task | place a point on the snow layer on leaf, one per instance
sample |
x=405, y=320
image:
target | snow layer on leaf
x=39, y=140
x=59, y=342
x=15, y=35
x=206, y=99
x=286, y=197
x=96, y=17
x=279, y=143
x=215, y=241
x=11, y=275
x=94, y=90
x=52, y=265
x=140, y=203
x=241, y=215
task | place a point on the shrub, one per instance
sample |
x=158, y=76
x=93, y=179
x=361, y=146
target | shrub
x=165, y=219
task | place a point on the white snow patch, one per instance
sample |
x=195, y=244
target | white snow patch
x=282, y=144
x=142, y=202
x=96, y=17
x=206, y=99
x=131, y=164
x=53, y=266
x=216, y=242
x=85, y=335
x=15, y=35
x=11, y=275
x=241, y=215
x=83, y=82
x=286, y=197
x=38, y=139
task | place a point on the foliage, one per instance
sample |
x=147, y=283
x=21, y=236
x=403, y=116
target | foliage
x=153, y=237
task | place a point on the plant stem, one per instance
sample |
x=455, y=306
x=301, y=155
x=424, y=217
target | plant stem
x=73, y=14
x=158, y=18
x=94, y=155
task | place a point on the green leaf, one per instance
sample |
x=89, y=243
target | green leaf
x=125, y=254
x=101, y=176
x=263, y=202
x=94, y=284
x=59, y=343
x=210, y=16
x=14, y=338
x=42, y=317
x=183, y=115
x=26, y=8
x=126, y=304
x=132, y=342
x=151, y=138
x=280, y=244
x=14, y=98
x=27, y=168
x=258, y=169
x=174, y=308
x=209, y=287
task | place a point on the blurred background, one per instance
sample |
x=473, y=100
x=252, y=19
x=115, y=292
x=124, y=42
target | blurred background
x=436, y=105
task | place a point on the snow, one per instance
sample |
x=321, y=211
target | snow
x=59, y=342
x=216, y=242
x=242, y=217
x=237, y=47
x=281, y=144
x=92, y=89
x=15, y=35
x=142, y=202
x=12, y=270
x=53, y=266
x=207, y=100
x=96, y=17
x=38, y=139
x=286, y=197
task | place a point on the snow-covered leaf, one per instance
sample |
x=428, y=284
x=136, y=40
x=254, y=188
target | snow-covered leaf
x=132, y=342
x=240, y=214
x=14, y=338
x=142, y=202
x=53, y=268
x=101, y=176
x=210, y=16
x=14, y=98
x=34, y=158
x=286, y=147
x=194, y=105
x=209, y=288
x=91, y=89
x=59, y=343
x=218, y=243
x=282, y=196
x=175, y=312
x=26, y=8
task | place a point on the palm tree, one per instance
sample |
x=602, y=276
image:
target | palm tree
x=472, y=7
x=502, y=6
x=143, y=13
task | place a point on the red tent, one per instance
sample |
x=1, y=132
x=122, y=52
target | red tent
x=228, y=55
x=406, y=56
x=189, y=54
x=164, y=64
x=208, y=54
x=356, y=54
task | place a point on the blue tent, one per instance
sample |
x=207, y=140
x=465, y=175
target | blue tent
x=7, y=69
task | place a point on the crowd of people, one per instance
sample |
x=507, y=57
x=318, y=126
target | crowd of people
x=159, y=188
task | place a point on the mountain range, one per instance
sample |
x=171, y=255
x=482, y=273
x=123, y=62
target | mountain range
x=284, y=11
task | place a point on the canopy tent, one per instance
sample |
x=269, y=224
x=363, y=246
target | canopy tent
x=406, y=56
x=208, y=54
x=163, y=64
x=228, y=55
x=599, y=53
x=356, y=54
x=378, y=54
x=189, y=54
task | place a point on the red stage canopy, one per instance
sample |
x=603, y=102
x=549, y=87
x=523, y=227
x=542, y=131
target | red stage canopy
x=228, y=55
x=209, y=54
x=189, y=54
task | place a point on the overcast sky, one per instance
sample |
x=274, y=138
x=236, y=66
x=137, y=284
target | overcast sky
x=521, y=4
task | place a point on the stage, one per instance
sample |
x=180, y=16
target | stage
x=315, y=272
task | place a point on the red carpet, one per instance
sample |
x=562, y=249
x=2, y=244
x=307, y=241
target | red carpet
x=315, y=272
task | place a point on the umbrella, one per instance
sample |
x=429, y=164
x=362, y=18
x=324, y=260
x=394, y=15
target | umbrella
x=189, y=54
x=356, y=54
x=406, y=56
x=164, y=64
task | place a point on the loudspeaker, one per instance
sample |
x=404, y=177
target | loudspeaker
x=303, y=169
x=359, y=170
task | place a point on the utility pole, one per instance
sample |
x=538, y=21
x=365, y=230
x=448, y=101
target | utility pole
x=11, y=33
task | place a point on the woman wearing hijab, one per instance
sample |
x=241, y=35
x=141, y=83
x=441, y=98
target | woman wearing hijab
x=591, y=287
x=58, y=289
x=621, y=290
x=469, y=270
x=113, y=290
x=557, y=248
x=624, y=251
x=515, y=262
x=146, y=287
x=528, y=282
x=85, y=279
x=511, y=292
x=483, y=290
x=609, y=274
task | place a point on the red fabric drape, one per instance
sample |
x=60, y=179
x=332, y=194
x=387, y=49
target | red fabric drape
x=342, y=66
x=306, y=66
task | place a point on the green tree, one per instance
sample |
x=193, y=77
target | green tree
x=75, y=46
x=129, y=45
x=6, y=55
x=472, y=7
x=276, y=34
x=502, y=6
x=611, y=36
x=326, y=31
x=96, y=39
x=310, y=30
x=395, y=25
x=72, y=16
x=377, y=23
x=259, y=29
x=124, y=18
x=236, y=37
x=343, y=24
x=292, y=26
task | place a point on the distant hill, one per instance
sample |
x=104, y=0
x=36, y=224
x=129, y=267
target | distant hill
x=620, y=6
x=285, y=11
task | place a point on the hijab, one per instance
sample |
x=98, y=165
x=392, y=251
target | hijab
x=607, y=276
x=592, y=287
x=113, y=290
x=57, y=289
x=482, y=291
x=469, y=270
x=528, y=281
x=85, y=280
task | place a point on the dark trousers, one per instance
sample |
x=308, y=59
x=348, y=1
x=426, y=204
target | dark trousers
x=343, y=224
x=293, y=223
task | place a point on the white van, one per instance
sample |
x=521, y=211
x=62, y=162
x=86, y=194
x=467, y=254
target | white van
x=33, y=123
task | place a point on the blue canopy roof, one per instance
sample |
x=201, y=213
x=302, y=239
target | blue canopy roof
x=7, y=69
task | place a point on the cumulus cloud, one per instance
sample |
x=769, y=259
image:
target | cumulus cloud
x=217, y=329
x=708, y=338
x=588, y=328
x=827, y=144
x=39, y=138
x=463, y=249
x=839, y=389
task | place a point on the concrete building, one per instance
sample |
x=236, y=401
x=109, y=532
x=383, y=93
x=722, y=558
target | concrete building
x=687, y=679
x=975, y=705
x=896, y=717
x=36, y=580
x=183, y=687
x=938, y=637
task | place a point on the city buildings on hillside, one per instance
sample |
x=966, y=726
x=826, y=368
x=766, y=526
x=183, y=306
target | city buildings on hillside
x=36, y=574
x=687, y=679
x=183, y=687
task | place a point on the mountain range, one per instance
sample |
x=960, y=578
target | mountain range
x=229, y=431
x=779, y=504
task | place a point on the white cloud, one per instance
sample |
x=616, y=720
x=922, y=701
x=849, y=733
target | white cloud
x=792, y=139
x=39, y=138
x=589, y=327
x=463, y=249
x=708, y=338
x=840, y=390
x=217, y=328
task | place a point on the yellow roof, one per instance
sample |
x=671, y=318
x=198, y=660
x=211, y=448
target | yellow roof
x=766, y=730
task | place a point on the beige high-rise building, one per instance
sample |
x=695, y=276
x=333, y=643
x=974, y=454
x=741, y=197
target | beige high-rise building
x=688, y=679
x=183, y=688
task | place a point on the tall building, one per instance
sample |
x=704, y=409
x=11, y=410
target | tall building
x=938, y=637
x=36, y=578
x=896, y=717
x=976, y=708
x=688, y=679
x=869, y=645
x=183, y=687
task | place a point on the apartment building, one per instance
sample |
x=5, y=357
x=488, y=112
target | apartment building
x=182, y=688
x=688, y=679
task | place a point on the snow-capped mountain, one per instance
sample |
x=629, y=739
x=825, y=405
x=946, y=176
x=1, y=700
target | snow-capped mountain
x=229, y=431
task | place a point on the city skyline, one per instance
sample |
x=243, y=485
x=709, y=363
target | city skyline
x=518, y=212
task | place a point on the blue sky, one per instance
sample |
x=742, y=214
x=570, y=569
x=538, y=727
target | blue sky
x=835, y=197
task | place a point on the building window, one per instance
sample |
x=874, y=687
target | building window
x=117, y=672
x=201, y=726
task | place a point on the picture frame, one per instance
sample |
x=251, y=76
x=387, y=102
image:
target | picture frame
########
_Work task:_ Having located the line containing "target | tall building", set it down along with every line after it through the end of the data, reproducing each exactly.

_Task output:_
target | tall building
x=938, y=637
x=36, y=578
x=896, y=717
x=976, y=708
x=688, y=679
x=869, y=645
x=183, y=687
task | place a point on the apartment building, one per instance
sample |
x=5, y=357
x=488, y=112
target | apartment building
x=182, y=688
x=688, y=679
task | place a point on the snow-capped mountain, one per instance
sample |
x=629, y=739
x=825, y=405
x=946, y=176
x=1, y=700
target | snow-capped mountain
x=229, y=431
task | place a point on the city skyline, one per instance
sample |
x=243, y=485
x=709, y=363
target | city skyline
x=518, y=212
task | place a point on the blue sky, one per instance
sample |
x=742, y=214
x=570, y=569
x=538, y=727
target | blue sky
x=835, y=197
task | place a point on the building window, one per instance
sample |
x=874, y=687
target | building window
x=117, y=672
x=201, y=726
task | place a point on the picture frame, one per instance
sample |
x=251, y=76
x=387, y=102
image:
target | picture frame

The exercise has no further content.